Selected extract:
____

Rishi Sriram
- Delaney Hoffman
- Dec 9, 2022
- 3 min read
Rishi Sriram
What is talent, where does it come from and how does one know they have it? Dr. Rishi Sriram, Associate Professor of Education Leadership in the School of Education, gave a speech on what it takes to be an expert.
The event was held on November 7, 2022. Sriram spoke on what goes into mastering a talent; he elaborated on the significant amount of time and specific practice that goes into becoming proficient at a task.
“If you want to know where talent comes from, don’t look to how you were born. Look to what started to happen to you the minute you were born. Technically even the minute you were conceived. Talent is cultivated, talent is developed, talent is learned, talent is earned,” Sriram said.
The five M’s are the framework of what lets one succeed in any role involving talent and learning: mindset, myelin, mastery, motivation and mentorship. Sriram's five M’s are what he associates with successful people who put in a tremendous amount of work to become an expert.
“We have never found one person, not one, who we admired for their talent that didn’t put in thousands of hours of practice,” Sriram said.
Sriram looks at achieving expertise in hours versus years, taking 10,000 hours before one can reach expertise. Talent is not innate; it’s learned over many hours of strenuous practice teaching your myelin to fire faster for that specific task. Neurons make up only half of the brain cells, and the other half are glial cells referencing the Latin name for glue. When the glial cells see pathways firing over and over, it creates myelin in the brain, not muscle memory making you better at a task, but your myelin working faster.
“I have definitely ridden horses for over 10,000 hours, but no, I don’t believe that you can ever be a master at that. No matter how many hours you put in, there will always be someone better than you,” Kalena Reynolds, Baylor freshman, said.
Sriram goes over the research that fixed, and growth mindsets play a role in the amount of greatness someone is able to achieve. Someone with a fixed mindset ignores feedback, avoids challenges, and sees effort as a weakness. Whereas one with a growth mindset is someone who embraces challenges, learns from feedback and sees effort as key. Talent is able to thrive under a growth mindset and those who receive feedback as a way to grow in that skill.

____

Recorded data:
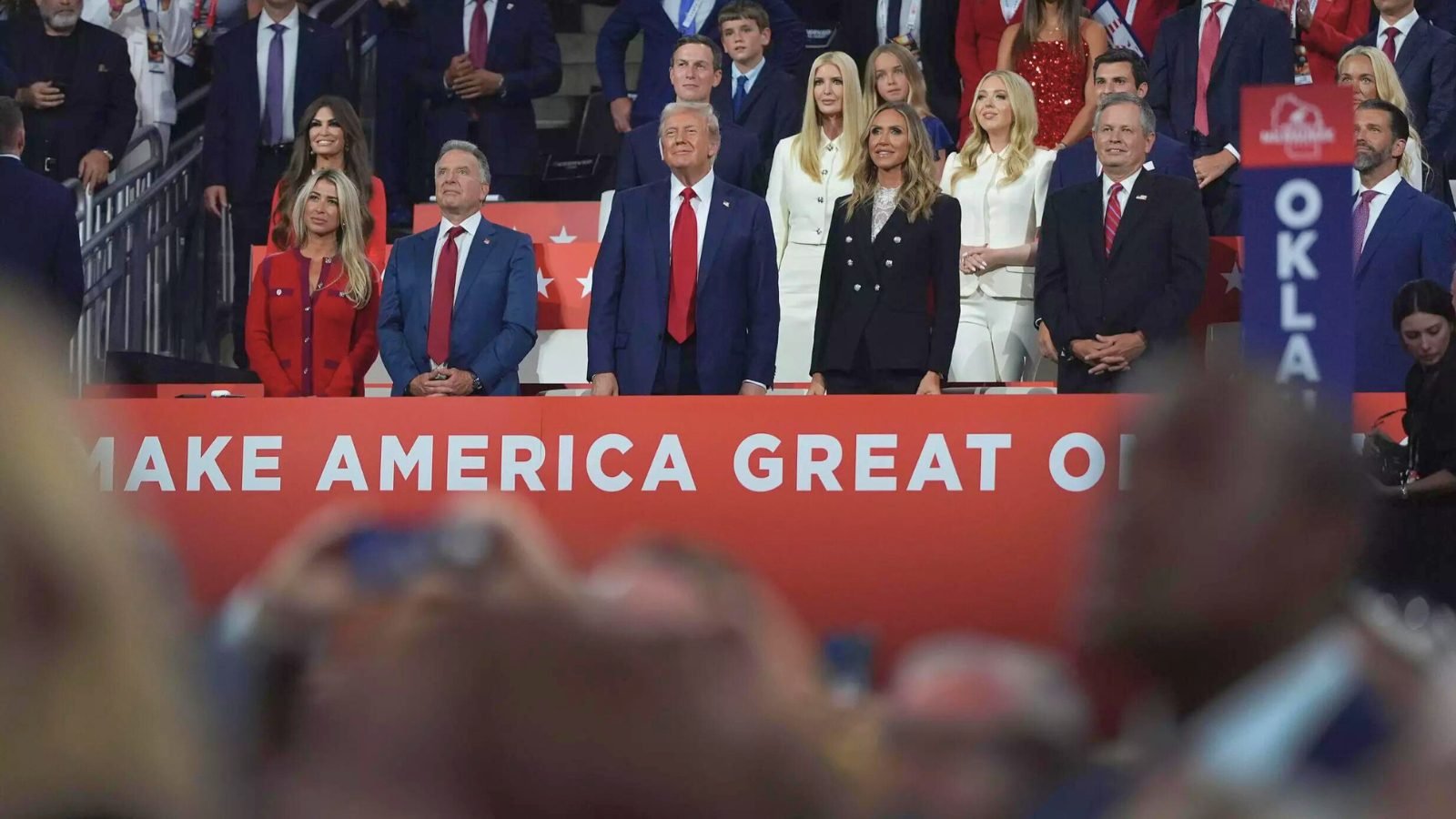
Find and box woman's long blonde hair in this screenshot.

____

About this exercise: Continue the article on Rishi Sriram's talk about talent, picking up after its last paragraph.

Solved problem:
“We’ve actually done the work to code what great teachers say to their students, and we find that surprisingly, only 7% of what great teachers say to their students can be categorized as praise,” Sriram said.
Sriram goes over strengths are the things people are good at, the activities that make us feel strong and successful. Weaknesses are the things that are hard for us, such as activities that make us feel weak and drained.
Great mentors not only invest in their students as a person but know how to teach the task at hand, not sugarcoating the parts that might be hard for you to hear. The student's overall learning process greatly benefits from this teaching style.
“It was really encouraging to keep doing the work, especially the feedback, that is such a big part of our discipline. Doing the edits on stories, the one-on-ones where we talk about your work can be very time-consuming, but he reiterated how important that is to grow,” Amber Adamson, senior lecturer in the Department of Journalism, Public Relations and New Media, said.
Sriram measures progress by what one learns rather than what is taught, doing so with relevant and measurable feedback. Smart goals and receiving smart feedback put one in the direction of success, not looking at what one person says to another but more at what they have learned in the end.
“We have to work really had to develop what we are born with, here I am saying I don’t buy it. I don’t think the research backs it up, I don’t think there is such thing as inherent talent,” Sriram said.